MATERIAL FOR THIS TASK:
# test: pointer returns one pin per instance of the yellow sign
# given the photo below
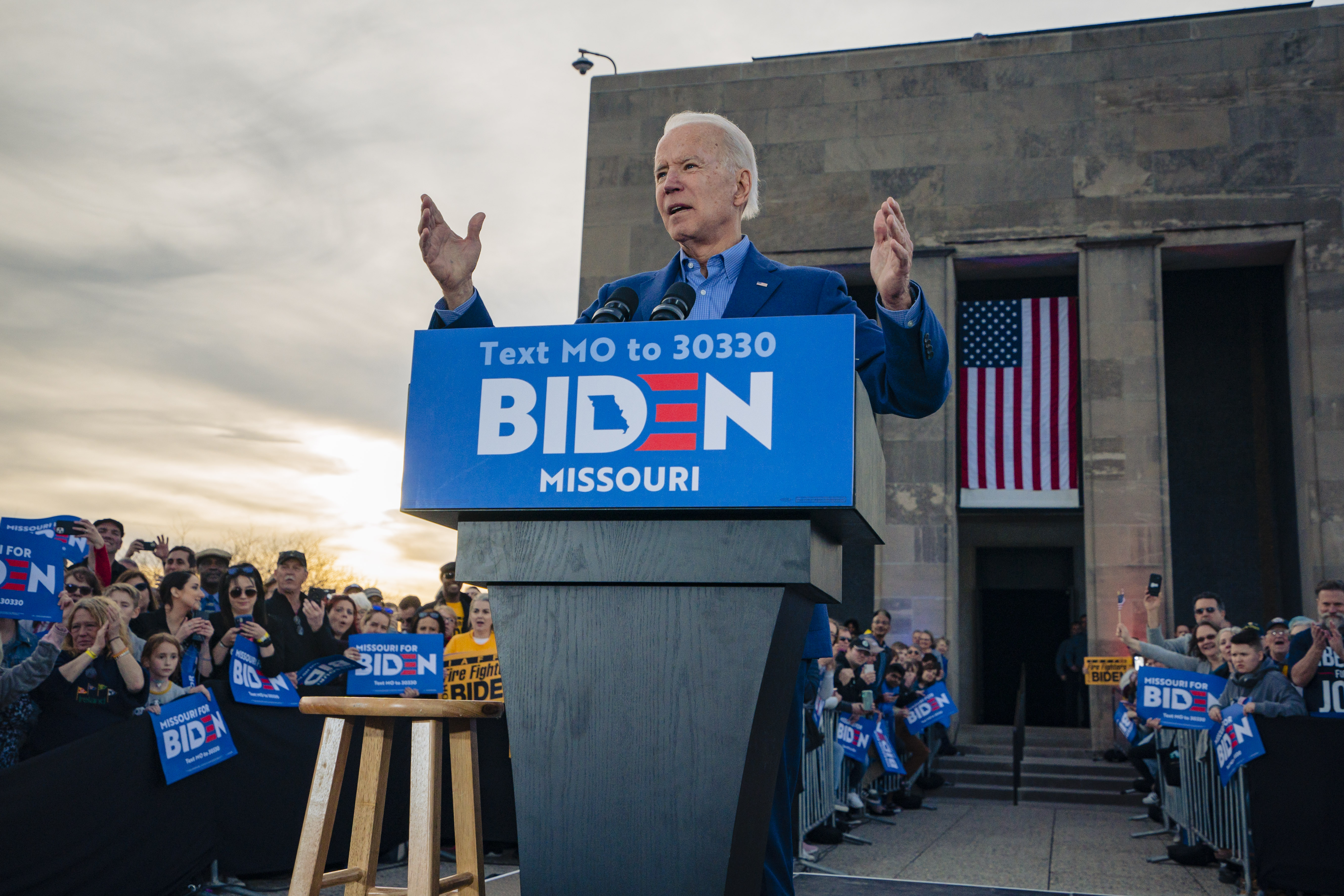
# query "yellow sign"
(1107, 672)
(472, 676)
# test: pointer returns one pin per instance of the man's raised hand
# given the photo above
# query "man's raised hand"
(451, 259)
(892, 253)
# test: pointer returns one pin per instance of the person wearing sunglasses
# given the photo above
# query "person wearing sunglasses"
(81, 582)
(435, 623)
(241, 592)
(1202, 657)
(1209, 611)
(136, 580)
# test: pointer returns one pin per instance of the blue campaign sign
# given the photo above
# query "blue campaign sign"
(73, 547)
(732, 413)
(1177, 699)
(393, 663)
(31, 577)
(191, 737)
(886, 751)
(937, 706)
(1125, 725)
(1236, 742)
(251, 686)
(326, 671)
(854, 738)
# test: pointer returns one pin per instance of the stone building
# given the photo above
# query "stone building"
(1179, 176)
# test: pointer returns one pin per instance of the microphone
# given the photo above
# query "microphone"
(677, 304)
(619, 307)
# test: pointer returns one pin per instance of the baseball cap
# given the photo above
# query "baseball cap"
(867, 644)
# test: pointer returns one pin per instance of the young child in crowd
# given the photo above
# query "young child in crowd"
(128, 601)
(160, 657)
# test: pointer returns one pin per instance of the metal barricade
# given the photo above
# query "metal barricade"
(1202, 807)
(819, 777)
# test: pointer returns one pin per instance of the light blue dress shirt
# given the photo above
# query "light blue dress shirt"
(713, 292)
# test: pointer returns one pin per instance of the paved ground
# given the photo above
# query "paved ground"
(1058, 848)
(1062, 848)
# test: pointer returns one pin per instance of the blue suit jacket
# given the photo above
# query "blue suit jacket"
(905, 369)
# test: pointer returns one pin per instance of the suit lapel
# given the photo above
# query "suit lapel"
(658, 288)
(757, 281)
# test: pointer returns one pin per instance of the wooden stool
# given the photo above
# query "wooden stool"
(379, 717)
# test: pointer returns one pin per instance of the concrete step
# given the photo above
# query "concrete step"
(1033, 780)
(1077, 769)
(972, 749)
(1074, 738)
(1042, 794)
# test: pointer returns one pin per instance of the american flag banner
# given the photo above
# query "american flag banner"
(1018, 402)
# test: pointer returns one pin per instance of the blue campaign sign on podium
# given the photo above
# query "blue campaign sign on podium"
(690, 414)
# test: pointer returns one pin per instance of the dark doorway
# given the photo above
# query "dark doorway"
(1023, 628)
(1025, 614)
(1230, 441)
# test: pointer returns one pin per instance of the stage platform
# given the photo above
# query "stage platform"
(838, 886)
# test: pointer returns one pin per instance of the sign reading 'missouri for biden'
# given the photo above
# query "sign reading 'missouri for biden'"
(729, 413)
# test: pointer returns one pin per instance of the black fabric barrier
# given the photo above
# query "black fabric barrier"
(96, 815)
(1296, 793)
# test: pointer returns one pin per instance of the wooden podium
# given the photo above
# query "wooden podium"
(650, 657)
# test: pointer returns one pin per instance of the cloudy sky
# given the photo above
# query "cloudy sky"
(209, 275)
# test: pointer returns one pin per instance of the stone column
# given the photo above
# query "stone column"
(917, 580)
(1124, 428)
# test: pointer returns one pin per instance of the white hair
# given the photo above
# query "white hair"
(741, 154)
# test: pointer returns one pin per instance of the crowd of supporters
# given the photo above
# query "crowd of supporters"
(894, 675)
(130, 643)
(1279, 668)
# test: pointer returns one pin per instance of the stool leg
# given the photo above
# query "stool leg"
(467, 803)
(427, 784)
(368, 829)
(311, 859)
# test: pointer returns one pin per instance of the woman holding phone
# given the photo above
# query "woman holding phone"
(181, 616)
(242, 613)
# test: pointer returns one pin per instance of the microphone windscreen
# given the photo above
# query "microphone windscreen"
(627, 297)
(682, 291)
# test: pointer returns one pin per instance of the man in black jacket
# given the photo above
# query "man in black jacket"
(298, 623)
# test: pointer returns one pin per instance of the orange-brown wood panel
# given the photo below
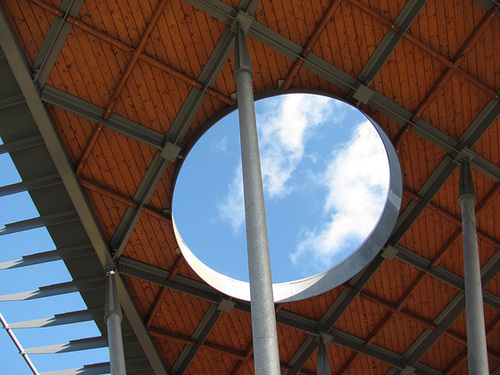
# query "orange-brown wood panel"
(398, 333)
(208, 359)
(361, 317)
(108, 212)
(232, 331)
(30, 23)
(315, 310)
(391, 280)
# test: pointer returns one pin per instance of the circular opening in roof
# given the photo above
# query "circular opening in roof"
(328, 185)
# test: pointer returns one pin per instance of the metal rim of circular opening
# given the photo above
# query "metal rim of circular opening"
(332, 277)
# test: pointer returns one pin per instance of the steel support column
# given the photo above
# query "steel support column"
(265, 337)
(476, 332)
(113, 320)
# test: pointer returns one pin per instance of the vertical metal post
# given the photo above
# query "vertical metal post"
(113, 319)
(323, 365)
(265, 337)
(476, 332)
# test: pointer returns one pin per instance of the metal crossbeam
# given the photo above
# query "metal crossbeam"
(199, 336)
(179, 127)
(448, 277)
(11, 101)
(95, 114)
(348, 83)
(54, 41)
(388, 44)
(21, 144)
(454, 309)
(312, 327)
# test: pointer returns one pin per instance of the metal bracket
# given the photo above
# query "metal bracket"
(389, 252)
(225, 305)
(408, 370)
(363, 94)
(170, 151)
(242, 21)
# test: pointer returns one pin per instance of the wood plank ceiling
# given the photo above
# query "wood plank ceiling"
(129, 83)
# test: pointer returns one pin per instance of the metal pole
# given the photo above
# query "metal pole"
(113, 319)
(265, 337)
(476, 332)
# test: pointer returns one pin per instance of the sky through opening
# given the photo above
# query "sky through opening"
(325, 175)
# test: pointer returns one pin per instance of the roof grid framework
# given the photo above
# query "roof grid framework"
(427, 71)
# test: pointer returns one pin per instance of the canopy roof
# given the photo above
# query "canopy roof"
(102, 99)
...
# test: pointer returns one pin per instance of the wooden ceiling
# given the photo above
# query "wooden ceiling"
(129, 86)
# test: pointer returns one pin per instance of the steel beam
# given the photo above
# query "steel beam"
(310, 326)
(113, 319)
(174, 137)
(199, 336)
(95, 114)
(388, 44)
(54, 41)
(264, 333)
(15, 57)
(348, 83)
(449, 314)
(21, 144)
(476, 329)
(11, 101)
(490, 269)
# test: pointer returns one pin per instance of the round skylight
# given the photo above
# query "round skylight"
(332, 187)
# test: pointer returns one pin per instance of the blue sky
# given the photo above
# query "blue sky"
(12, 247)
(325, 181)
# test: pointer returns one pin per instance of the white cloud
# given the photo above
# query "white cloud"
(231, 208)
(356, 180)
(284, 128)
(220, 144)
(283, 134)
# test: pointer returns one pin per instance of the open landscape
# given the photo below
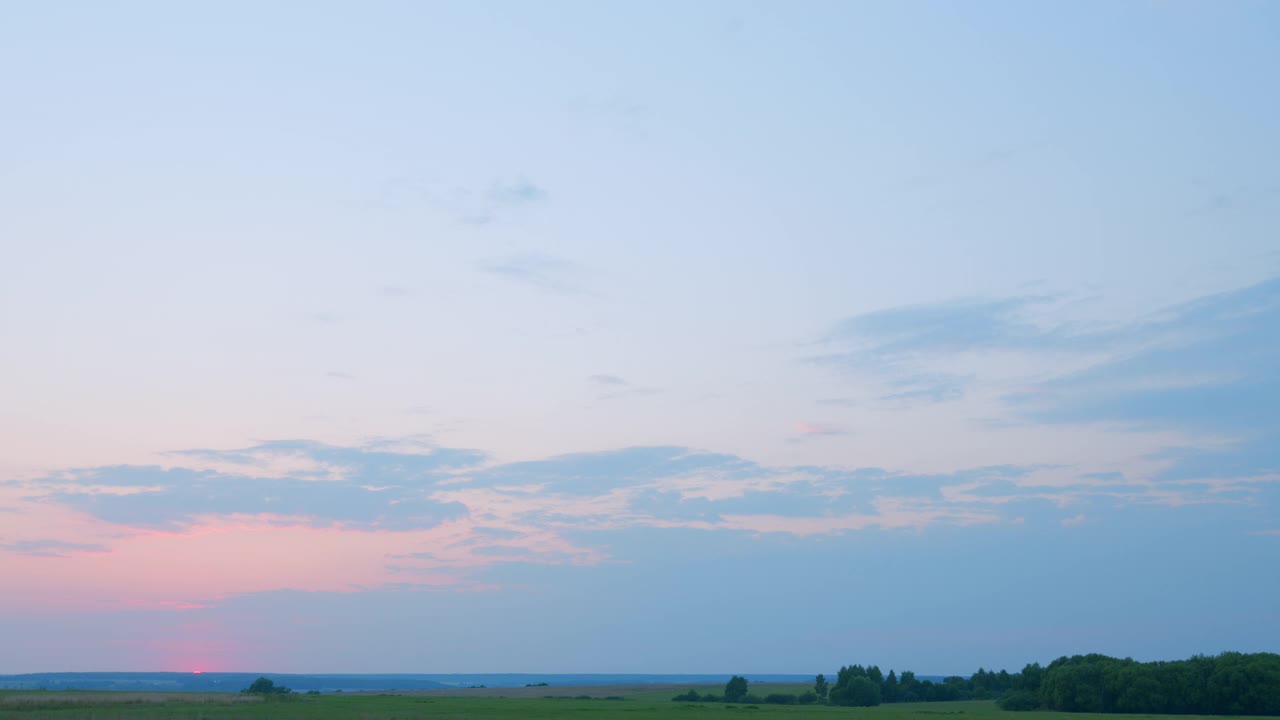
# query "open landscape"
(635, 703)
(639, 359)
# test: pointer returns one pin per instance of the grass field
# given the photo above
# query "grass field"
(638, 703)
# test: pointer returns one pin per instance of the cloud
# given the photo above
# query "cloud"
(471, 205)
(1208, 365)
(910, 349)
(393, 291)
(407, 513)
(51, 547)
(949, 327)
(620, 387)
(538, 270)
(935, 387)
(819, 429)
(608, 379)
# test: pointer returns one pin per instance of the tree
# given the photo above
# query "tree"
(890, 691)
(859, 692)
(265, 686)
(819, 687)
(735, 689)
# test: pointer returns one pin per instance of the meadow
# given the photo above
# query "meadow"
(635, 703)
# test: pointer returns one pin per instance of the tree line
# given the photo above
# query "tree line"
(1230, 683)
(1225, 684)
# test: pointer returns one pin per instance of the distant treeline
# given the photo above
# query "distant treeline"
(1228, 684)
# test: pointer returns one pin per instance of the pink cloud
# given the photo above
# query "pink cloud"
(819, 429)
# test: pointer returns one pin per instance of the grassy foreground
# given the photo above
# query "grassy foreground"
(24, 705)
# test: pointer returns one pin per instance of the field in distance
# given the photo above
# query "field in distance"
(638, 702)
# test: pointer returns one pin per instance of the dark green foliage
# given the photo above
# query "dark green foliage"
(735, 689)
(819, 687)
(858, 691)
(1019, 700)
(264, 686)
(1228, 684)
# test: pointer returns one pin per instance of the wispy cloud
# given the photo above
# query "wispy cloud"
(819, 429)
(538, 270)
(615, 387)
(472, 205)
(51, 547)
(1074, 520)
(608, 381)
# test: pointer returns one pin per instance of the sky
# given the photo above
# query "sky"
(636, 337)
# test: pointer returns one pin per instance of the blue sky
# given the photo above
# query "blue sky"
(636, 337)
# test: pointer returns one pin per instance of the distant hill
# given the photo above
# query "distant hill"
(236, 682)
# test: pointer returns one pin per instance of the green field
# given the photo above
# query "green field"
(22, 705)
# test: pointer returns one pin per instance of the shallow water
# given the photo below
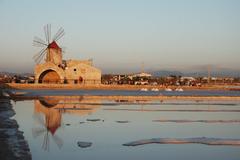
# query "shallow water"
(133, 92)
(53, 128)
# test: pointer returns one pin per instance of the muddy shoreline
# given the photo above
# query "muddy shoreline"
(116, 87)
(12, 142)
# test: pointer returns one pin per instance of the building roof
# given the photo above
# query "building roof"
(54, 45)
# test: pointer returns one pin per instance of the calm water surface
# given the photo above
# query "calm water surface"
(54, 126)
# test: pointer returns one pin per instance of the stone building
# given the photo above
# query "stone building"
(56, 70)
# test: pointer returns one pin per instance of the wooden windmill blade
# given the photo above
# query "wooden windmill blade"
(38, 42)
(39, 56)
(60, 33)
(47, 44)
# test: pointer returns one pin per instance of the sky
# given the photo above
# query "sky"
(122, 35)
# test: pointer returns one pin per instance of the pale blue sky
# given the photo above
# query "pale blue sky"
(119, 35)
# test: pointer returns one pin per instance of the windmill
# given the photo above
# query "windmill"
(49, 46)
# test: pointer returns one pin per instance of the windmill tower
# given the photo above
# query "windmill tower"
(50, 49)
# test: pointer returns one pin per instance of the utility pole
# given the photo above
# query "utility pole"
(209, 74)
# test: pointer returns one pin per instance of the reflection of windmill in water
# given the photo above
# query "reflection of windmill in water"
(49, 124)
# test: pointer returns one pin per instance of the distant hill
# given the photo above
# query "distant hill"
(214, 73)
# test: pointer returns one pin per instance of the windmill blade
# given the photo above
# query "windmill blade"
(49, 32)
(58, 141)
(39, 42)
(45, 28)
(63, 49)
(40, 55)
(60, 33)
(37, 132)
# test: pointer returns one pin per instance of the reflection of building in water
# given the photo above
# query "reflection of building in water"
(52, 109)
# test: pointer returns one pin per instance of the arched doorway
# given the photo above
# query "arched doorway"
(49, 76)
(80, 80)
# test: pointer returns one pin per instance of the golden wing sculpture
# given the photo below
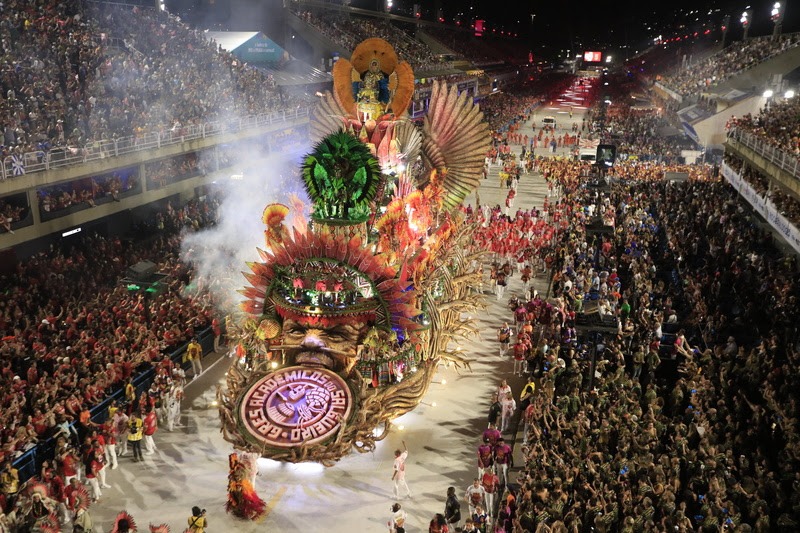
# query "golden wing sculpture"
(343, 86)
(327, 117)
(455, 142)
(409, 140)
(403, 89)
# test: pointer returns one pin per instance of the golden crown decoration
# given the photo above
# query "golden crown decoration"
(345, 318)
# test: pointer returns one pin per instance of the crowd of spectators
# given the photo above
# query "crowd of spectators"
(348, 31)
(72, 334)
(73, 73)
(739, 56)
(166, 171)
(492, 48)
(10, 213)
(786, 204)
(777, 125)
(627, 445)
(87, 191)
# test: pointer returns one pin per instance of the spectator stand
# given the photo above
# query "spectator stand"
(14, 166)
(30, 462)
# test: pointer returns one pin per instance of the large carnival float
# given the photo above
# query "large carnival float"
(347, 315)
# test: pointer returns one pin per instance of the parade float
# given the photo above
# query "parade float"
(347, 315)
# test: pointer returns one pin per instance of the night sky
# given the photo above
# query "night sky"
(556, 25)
---
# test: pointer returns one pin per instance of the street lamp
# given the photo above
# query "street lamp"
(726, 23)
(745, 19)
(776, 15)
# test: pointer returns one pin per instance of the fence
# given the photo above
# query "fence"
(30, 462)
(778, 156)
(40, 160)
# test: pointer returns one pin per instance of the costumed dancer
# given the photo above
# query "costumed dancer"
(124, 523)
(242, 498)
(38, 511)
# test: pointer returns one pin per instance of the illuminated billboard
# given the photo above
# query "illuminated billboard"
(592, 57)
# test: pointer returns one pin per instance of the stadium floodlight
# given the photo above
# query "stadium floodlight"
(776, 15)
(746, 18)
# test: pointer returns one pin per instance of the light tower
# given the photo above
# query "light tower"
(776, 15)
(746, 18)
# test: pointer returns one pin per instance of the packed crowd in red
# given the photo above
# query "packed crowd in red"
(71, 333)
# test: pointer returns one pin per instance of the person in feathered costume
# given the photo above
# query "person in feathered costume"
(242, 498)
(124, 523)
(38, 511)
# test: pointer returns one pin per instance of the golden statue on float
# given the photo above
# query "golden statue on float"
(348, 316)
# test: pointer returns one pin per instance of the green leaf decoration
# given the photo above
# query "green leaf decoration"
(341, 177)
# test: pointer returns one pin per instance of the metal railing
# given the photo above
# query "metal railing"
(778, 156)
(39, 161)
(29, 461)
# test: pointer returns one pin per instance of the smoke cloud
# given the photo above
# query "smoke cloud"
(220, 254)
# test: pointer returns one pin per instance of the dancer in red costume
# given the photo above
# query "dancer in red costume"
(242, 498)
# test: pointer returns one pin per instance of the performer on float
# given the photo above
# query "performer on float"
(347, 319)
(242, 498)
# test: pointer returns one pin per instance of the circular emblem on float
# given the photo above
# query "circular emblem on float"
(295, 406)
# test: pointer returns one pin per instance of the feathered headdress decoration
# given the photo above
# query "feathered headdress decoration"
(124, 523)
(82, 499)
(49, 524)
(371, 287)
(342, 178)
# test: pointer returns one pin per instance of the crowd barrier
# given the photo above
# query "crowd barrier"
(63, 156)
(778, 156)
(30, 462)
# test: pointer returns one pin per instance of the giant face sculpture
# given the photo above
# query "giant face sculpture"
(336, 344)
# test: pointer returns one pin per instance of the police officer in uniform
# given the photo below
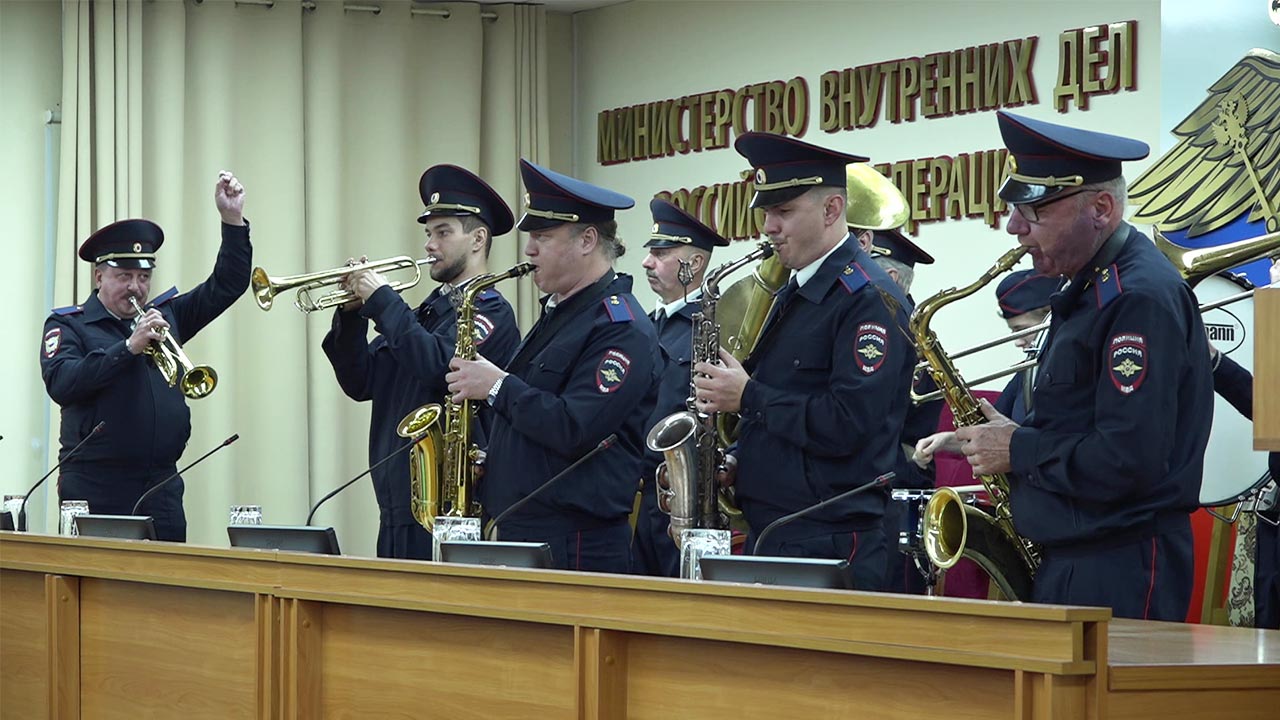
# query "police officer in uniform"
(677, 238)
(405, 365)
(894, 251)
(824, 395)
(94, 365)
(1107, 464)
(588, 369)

THE PROBLEM: When you reach the line with "# test: pointer returns one pin per instance of the yellow" in the records above, start writing out each line exactly, and stop after the line with "# test: pointer returns one pin per instance of the baseball". Pictures stay out.

WRITTEN SOLUTION:
# test: pointer returns one pin per instance of the yellow sign
# given the photo below
# query "yellow sign"
(1107, 672)
(472, 676)
# test: pointer returns one pin per instance of the man's raised hand
# given the photo above
# query "man's raised hand"
(451, 259)
(892, 253)
# test: pointer returns one pin per instance of the person wearing sunglasses
# given the photo above
# query "person wearing sunglasses"
(81, 582)
(435, 623)
(241, 592)
(1202, 657)
(1209, 611)
(136, 580)
# test: pointer returns one pin per instance of the blue campaign sign
# given the photo above
# query "blue campaign sign"
(73, 547)
(732, 413)
(1177, 699)
(393, 663)
(31, 577)
(191, 737)
(886, 751)
(937, 706)
(1125, 725)
(1236, 742)
(251, 686)
(326, 671)
(854, 738)
# test: pointer returns one pin per instance of the stone building
# given the photo above
# query "stone building"
(1179, 176)
# test: pointer returns one pin per instance of the microphone
# given the photo above
# query "microphone"
(677, 304)
(619, 307)
# test: pointer returns one pin per instance of the baseball cap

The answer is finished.